## BEGIN

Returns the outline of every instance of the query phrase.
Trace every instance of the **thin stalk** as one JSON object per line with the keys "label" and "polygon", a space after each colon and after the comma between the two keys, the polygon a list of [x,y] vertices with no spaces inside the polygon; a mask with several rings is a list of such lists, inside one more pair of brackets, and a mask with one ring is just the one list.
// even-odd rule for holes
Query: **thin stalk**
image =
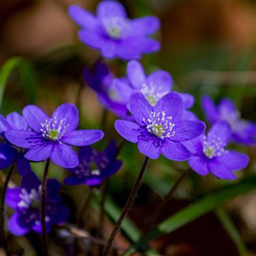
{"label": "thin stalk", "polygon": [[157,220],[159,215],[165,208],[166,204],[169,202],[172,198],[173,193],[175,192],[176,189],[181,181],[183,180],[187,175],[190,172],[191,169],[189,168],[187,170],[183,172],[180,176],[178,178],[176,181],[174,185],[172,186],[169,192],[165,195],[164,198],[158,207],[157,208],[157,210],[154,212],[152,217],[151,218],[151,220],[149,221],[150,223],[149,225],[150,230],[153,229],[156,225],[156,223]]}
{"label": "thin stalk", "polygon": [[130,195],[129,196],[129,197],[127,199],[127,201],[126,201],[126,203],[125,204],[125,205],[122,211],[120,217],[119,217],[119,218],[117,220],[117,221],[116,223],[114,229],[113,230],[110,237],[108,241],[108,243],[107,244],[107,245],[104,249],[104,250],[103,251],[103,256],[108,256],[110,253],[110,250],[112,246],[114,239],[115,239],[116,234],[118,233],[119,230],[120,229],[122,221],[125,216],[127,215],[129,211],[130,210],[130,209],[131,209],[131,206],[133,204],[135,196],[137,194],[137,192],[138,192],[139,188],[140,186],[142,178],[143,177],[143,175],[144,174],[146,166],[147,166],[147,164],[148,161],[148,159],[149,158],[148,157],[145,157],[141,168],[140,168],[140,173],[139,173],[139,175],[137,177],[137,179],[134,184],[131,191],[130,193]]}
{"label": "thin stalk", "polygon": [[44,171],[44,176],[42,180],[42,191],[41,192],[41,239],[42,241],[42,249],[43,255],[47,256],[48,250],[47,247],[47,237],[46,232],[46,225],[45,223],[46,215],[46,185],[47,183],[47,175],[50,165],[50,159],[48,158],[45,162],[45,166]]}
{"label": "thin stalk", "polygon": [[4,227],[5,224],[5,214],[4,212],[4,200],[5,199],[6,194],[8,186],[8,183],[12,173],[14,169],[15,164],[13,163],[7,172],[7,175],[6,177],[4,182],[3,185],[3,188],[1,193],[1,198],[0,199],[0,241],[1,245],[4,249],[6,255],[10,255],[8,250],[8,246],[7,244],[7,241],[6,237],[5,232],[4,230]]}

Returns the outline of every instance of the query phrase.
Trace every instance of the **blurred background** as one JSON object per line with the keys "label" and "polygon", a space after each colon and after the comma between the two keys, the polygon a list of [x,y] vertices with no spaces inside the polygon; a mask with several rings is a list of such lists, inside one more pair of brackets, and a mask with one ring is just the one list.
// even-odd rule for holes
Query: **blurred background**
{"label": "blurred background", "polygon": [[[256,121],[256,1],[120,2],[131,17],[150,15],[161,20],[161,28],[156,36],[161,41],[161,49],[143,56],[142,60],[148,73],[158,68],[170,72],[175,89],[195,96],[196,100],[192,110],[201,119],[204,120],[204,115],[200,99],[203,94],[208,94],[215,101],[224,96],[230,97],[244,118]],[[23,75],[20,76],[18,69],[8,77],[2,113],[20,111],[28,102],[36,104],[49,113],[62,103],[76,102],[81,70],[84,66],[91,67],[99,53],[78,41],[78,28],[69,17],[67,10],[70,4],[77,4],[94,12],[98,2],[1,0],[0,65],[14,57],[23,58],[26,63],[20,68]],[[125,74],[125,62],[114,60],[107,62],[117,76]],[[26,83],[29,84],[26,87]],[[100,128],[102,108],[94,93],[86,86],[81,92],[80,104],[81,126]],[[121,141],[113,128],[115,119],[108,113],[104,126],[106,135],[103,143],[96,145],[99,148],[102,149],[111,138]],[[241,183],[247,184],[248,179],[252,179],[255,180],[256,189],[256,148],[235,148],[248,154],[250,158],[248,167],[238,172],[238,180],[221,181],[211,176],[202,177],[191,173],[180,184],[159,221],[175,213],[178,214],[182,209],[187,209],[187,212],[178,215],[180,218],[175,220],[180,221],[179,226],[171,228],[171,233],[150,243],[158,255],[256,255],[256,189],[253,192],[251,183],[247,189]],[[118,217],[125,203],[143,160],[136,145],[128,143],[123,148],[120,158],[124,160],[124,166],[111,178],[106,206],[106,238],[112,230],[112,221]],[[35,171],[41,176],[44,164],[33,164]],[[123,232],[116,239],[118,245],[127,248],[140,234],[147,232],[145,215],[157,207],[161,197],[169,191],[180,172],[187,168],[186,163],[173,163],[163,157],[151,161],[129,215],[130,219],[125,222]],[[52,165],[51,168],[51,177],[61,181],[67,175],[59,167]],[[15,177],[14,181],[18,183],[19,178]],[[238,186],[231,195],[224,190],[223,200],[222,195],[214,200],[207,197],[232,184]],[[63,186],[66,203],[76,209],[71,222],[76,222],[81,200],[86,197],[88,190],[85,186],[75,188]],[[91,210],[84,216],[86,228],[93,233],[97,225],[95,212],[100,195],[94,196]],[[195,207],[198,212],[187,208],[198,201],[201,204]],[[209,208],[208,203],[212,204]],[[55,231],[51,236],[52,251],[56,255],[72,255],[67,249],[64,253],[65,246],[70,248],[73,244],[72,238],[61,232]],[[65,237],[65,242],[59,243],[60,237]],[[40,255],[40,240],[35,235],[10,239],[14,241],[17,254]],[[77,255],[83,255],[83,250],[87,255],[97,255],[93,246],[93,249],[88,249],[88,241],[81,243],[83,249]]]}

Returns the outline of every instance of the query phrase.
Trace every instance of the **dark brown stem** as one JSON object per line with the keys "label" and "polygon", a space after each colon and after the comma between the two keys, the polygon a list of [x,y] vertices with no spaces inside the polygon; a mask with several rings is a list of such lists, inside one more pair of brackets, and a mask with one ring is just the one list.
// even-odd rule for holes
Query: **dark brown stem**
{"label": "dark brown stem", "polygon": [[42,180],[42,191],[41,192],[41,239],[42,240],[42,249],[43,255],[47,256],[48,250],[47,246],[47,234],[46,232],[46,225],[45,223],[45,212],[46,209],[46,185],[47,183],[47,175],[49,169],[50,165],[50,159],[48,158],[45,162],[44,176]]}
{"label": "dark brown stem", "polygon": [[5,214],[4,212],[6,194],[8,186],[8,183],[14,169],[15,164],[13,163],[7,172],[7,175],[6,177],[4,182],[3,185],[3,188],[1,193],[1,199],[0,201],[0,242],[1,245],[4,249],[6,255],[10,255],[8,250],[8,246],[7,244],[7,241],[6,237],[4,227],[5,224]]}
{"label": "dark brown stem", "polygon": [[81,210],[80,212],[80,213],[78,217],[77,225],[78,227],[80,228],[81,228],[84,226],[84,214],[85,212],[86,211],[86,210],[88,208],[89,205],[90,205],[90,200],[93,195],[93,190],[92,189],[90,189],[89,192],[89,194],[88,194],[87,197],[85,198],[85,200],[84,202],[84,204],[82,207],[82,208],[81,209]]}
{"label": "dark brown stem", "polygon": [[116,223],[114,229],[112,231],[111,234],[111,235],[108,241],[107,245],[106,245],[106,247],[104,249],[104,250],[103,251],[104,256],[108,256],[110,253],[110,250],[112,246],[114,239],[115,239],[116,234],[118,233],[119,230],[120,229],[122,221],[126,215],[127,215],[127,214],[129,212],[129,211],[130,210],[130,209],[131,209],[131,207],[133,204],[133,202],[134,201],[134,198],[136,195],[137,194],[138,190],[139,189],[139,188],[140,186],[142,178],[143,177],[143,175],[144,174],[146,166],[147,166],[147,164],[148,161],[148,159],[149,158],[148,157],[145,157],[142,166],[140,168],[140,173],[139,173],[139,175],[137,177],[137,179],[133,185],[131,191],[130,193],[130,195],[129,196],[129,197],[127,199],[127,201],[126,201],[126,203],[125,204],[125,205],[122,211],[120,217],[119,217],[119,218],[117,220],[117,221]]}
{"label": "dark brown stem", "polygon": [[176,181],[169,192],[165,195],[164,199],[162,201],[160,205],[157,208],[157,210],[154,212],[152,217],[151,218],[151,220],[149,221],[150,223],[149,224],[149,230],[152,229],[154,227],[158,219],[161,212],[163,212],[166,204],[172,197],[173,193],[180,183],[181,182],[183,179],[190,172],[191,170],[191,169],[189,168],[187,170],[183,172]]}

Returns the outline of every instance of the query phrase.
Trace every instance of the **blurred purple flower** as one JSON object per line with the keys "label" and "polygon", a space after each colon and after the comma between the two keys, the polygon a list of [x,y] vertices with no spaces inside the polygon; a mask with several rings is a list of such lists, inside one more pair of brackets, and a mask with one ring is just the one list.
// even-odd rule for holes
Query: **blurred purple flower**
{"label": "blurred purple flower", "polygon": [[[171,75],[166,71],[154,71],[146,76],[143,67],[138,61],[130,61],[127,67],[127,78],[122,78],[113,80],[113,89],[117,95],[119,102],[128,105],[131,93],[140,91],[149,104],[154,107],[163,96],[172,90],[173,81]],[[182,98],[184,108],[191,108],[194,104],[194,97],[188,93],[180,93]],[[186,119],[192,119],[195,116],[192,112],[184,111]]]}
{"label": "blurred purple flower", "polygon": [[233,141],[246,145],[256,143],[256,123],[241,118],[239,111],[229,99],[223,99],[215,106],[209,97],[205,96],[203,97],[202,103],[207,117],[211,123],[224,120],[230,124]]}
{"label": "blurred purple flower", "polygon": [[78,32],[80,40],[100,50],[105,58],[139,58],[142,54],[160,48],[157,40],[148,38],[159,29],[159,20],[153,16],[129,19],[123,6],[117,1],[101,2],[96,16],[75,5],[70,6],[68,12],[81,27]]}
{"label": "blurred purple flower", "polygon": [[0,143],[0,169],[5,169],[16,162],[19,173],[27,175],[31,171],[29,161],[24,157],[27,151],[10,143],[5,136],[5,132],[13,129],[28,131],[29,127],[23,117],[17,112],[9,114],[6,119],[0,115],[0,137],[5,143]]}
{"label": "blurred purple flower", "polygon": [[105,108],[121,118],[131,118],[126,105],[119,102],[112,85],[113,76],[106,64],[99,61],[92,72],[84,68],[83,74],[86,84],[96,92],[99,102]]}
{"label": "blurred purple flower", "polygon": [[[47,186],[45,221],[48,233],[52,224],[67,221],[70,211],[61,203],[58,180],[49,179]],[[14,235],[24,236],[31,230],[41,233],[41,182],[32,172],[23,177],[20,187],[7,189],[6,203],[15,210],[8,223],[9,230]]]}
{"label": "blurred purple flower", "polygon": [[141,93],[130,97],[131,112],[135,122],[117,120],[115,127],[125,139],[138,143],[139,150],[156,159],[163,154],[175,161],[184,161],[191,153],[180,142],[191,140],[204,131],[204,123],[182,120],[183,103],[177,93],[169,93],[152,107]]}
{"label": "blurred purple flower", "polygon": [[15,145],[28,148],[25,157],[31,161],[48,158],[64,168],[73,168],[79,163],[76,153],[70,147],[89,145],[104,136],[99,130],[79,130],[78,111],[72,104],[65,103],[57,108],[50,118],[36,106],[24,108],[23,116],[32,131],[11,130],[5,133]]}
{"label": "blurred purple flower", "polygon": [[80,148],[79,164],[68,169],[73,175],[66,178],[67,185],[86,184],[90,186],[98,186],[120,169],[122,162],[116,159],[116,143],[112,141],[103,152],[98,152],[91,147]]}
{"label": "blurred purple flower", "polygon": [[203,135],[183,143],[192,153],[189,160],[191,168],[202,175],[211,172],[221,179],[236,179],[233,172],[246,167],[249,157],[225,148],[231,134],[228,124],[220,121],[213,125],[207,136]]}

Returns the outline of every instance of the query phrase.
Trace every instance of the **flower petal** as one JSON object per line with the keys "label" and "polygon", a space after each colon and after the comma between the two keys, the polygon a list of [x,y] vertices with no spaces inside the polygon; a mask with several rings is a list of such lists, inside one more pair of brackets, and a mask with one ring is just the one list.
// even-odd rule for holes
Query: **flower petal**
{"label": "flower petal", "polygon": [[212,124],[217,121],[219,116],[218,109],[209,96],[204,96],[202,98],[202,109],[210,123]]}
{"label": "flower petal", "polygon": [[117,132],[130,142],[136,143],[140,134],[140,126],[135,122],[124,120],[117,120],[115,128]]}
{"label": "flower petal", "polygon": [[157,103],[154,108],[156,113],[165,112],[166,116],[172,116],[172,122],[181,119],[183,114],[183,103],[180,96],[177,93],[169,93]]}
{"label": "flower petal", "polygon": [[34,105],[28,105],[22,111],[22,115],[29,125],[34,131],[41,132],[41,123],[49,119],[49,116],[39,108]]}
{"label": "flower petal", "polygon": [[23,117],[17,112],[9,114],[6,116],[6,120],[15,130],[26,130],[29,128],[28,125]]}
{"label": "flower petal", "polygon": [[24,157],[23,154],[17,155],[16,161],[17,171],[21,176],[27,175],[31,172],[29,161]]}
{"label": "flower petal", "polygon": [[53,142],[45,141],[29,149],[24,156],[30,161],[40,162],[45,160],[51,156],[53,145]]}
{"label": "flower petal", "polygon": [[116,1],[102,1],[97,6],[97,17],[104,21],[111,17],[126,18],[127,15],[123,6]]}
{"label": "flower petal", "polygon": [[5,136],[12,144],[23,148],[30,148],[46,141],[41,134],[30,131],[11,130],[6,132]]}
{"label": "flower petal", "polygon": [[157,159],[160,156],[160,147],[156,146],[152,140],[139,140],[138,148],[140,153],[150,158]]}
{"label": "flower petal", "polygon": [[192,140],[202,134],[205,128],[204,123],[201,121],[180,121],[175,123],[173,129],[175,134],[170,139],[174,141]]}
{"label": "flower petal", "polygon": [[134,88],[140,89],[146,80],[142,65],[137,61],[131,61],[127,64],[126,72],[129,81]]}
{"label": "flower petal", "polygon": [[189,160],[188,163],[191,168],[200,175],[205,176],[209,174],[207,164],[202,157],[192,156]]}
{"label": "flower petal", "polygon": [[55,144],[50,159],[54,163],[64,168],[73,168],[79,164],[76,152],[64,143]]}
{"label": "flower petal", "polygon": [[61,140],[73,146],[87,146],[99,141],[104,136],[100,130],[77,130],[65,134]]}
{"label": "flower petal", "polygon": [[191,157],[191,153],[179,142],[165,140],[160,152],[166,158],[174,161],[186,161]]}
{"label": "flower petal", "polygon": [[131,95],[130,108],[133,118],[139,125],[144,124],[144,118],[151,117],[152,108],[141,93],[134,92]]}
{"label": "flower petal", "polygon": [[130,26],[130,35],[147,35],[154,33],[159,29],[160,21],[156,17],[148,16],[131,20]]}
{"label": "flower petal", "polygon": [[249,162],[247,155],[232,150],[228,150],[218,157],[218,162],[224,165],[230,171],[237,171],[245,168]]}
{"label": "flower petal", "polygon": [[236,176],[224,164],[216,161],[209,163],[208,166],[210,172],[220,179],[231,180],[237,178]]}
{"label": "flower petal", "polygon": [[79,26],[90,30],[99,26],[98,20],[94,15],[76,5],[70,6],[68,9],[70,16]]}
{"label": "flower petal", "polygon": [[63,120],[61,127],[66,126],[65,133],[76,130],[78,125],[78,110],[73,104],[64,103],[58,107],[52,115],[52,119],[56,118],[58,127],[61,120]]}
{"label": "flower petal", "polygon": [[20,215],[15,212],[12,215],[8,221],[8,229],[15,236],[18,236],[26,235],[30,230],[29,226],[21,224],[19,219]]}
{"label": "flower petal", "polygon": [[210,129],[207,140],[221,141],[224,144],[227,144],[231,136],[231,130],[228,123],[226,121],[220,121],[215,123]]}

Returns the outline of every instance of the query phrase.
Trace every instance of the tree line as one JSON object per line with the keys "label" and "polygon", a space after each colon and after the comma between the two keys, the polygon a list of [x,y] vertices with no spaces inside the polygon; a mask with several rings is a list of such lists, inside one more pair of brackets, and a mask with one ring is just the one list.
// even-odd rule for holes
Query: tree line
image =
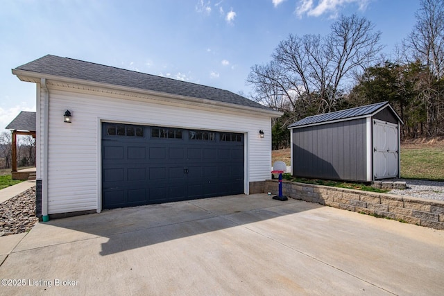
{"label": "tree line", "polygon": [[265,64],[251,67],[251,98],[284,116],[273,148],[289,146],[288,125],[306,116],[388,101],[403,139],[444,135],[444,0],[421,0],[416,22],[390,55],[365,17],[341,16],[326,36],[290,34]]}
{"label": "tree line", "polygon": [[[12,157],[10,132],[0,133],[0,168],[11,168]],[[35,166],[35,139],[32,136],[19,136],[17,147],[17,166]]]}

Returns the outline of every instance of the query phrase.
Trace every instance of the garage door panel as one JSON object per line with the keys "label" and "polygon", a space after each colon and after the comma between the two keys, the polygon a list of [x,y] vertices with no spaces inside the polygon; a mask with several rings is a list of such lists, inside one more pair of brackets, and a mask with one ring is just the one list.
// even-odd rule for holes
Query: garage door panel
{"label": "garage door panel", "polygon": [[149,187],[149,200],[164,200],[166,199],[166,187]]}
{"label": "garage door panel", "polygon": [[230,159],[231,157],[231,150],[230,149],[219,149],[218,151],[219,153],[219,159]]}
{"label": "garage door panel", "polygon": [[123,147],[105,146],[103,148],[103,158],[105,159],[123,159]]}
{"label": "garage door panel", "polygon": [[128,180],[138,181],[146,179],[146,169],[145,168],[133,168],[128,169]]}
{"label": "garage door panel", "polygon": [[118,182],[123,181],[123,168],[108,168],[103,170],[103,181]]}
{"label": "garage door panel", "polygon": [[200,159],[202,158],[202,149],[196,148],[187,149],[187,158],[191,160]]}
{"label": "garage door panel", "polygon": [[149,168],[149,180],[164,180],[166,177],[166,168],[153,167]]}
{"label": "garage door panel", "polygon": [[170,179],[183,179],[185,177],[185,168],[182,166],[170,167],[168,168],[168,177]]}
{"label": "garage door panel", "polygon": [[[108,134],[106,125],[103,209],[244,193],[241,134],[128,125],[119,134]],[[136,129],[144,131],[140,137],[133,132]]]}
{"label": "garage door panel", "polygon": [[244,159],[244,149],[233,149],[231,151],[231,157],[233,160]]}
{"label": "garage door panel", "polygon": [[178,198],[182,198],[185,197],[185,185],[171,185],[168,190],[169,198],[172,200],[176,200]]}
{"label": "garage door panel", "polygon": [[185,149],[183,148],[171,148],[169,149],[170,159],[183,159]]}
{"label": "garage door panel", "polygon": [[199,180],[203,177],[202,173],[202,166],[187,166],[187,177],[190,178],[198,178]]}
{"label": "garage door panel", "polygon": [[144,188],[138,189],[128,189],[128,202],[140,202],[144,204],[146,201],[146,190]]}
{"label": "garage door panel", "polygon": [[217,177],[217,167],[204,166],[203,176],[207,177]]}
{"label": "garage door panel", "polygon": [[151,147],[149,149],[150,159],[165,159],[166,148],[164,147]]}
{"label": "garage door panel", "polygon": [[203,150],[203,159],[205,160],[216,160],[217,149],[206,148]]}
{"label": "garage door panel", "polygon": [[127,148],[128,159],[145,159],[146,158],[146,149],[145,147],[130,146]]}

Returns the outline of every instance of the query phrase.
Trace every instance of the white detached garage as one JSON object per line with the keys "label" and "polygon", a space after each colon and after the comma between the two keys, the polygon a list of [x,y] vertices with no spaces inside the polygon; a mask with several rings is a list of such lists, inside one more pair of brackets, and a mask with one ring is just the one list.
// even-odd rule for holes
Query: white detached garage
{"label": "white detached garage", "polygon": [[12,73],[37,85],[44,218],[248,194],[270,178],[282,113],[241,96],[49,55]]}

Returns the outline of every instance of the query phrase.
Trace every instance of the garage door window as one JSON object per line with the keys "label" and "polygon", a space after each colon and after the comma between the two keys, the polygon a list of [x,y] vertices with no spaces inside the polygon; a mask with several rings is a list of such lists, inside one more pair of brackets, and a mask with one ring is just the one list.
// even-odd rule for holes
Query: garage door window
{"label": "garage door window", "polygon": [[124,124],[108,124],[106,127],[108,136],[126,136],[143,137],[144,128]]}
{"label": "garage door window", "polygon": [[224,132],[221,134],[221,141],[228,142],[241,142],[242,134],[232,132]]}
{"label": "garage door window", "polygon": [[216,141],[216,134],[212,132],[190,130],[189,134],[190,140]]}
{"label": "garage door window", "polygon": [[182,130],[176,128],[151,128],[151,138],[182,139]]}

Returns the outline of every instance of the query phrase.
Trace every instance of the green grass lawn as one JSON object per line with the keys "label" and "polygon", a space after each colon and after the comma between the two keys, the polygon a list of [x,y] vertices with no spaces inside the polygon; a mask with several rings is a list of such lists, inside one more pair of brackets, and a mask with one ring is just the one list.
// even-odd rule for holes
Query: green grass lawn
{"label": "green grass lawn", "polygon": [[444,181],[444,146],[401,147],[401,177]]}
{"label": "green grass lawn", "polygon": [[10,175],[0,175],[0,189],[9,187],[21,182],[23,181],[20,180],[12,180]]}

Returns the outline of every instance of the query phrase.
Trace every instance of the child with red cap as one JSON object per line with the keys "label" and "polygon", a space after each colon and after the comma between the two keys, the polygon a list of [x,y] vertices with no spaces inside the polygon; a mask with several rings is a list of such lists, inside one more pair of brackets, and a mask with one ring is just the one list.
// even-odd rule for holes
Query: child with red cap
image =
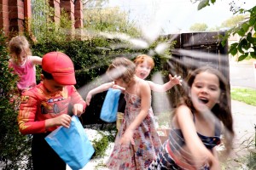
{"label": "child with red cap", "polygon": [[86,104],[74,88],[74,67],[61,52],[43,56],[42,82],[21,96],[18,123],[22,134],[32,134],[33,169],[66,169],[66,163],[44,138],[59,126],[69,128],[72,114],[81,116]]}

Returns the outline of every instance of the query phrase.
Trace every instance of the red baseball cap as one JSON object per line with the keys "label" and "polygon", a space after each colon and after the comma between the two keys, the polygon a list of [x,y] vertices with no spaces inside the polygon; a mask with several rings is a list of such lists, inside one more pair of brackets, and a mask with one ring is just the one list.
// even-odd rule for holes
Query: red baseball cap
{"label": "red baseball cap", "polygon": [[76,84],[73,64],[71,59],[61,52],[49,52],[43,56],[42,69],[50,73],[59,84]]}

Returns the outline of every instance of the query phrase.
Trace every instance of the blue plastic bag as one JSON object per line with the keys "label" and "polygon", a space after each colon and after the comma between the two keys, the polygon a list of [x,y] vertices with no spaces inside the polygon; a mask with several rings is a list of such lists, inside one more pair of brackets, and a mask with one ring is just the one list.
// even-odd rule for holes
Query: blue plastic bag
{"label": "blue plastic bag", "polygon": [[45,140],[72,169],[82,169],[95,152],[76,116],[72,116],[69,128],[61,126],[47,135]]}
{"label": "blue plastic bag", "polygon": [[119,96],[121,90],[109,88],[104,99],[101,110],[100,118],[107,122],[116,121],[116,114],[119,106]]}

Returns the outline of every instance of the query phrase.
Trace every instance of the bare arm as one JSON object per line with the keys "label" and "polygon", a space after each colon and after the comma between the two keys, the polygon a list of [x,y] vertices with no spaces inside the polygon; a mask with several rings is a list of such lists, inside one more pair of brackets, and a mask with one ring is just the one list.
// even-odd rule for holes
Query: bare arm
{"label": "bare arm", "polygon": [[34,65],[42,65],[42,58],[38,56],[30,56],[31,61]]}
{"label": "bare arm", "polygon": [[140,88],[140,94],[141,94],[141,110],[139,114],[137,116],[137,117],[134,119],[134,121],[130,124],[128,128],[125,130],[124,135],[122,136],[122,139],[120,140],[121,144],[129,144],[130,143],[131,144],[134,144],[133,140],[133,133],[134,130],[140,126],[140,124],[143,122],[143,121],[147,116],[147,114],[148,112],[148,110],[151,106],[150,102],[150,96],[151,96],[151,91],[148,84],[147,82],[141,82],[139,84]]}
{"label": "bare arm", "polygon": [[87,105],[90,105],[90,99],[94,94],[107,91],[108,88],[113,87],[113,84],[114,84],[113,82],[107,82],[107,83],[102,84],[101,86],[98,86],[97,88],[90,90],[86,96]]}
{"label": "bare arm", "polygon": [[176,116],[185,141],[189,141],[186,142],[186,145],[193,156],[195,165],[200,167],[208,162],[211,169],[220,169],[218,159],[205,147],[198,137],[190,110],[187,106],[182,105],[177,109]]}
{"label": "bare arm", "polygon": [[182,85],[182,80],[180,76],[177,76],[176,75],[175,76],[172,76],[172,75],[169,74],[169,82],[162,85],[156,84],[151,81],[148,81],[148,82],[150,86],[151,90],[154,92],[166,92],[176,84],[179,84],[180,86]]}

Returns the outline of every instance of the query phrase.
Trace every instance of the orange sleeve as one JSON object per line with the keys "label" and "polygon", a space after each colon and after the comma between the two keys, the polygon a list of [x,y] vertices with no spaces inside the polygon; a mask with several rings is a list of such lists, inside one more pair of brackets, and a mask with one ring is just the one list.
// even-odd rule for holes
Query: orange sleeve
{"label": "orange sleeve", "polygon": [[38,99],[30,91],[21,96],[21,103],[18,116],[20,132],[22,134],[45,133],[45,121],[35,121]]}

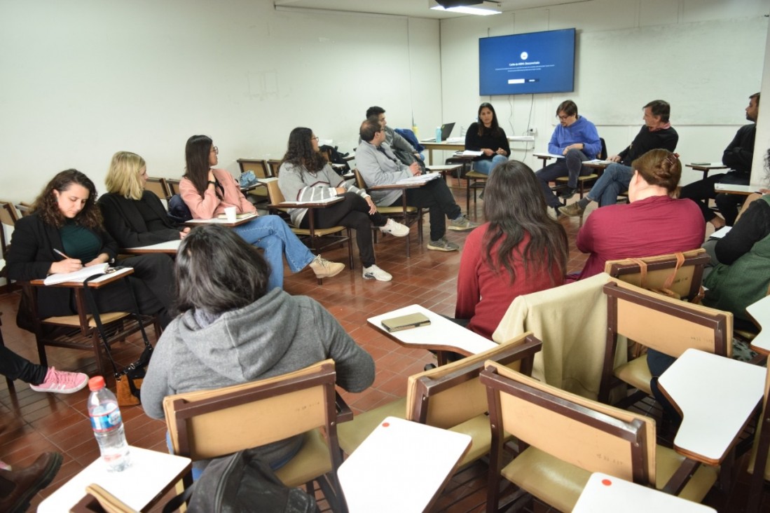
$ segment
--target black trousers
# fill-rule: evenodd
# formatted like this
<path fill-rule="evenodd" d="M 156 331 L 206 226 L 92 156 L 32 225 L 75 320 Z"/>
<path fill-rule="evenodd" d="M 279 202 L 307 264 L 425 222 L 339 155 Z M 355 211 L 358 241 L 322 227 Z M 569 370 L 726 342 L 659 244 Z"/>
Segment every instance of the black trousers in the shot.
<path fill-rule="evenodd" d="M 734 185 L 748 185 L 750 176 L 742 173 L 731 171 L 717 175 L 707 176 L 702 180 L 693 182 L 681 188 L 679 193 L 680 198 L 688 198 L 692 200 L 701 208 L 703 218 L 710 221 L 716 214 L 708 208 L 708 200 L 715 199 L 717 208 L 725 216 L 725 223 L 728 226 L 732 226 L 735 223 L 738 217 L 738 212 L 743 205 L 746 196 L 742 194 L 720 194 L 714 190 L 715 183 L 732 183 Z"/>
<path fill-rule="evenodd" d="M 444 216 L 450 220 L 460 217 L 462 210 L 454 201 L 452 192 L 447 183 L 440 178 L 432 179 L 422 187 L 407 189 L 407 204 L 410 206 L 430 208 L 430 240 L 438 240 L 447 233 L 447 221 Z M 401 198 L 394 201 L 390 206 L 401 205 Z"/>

## END

State how many of the lines above contain the string "trousers", and give only the number.

### The reply
2